→ **Problem set**
a - Using the monitoring text, list every distinct instruction keyword that begins a line in the Containerfile example.
b - From the monitoring text, print the stretch from "# External checks" through "and detect anomalies.".

Automated Certificate Checking with Prometheus:

# Blackbox exporter configuration
modules:
  https_2xx:
    prober: http
    timeout: 5s
    http:
      valid_status_codes: []
      valid_http_versions: ["HTTP/1.1", "HTTP/2.0"]
      tls_config:
        insecure_skip_verify: false
        min_version: "TLS12"
      preferred_ip_protocol: "ip4"

3. Service Monitoring → HTTP | HTTPS | TCP | SSH

Purpose: Monitor availability and responsiveness of network services.

Implementation:

#!/bin/bash
# Service monitoring script

# HTTP/HTTPS monitoring
check_http() {
    local url=$1
    local expected_code=${2:-200}

    response=$(curl -s -o /dev/null -w "%{http_code}" $url)
    if [ "$response" == "$expected_code" ]; then
        echo "OK: $url returned $response"
    else
        echo "ERROR: $url returned $response (expected $expected_code)"
    fi
}

# TCP port monitoring
check_tcp() {
    local host=$1
    local port=$2

    nc -z -v -w5 $host $port &>/dev/null
    if [ $? -eq 0 ]; then
        echo "OK: $host:$port is reachable"
    else
        echo "ERROR: $host:$port is not reachable"
    fi
}

# SSH monitoring
check_ssh() {
    local host=$1
    local port=${2:-22}

    timeout 5 ssh -o BatchMode=yes -o ConnectTimeout=5 $host exit 2>/dev/null
    if [ $? -eq 0 ]; then
        echo "OK: SSH to $host:$port successful"
    else
        echo "ERROR: SSH to $host:$port failed"
    fi
}

# Internal checks
check_http "http://localhost:8080/health"
check_tcp "localhost" 5432  # PostgreSQL
check_ssh "localhost"

# External checks
check_http "https://app.example.com"
check_tcp "app.example.com" 443

4. Container Health → HEALTHCHECK | Lifecycle Events

Purpose: Verify containers are running as expected and detect anomalies.

Implementation in Containerfile:

FROM alpine:latest

# Install dependencies
RUN apk add --no-cache curl

# Add healthcheck
HEALTHCHECK --interval=30s --timeout=10s --start-period=5s --retries=3 \
  CMD curl -f http://localhost:8080/health || exit 1

# Application setup
COPY app /app
EXPOSE 8080
CMD ["/app/server"]

Monitoring with Podman:

#!/bin/bash
# Container health monitoring script

# Check container health status
check_container_health() {
    local container=$1

    health_status=$(podman inspect $container --format='{{.State.Health.Status}}')
    case $health_status in
        "healthy")
            echo "OK: Container $container is healthy"
            ;;
        "unhealthy")
            echo "ERROR: Container $container is unhealthy"

→ **Location labeling records**
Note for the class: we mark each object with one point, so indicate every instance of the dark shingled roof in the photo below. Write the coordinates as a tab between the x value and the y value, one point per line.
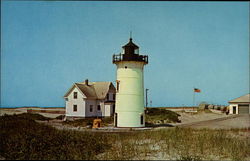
94	90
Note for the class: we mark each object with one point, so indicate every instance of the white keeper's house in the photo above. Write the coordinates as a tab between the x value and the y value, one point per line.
90	99
240	105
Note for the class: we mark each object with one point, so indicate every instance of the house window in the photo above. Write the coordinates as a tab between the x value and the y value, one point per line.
74	108
141	119
91	108
234	109
117	85
75	95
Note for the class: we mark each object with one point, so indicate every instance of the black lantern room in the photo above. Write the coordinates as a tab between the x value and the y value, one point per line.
130	53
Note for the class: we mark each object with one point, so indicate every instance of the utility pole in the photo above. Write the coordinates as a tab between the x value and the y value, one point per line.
146	98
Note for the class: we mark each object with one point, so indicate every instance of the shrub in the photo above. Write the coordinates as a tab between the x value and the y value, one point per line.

→ **Results for each task**
a - FROM, RUN, HEALTHCHECK, COPY, EXPOSE, CMD

b -
# External checks
check_http "https://app.example.com"
check_tcp "app.example.com" 443

4. Container Health → HEALTHCHECK | Lifecycle Events

Purpose: Verify containers are running as expected and detect anomalies.